▼▼▼
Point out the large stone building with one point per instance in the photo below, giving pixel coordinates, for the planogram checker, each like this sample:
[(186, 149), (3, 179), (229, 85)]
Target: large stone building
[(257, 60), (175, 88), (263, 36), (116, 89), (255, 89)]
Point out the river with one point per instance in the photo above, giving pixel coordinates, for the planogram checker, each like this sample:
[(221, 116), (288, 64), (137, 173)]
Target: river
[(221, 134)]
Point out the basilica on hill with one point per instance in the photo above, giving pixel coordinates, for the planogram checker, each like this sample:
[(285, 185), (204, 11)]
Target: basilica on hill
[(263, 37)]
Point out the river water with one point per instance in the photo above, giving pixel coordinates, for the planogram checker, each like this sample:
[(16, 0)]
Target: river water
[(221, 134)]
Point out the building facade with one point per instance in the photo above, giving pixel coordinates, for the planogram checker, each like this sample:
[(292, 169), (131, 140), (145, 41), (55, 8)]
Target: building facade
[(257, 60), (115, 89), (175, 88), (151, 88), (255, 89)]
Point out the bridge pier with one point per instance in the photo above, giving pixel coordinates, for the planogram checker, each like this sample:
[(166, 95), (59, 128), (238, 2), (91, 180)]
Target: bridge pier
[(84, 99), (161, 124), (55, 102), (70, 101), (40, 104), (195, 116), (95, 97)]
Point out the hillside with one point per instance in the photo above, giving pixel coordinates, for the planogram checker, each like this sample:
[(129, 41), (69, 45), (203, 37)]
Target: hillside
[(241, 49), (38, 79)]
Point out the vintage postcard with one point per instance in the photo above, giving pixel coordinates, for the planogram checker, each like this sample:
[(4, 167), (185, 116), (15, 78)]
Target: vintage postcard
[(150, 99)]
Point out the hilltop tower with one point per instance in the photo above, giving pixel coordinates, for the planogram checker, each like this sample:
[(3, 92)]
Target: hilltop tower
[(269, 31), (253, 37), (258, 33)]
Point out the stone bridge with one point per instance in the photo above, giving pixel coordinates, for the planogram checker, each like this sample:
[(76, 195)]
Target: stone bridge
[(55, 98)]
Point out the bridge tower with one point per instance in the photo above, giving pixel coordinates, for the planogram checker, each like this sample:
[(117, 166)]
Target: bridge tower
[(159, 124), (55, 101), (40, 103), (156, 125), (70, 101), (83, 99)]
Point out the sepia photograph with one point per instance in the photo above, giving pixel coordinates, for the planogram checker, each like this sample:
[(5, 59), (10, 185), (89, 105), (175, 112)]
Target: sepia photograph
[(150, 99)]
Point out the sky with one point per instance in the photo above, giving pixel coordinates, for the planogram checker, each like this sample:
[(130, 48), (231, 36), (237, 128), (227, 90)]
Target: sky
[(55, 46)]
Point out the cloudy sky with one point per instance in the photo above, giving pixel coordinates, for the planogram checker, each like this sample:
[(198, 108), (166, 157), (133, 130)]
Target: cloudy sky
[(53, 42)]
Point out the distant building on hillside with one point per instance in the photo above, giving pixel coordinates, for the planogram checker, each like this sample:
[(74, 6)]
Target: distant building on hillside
▲▲▲
> _Task requirements_: Bring together every line in the entries that holds the string "distant".

> _Output below_:
Point out the distant building on hillside with one point per instance in the photo above, giving pixel coordinates, for the planogram checker, each like this sample:
Target: distant building on hillside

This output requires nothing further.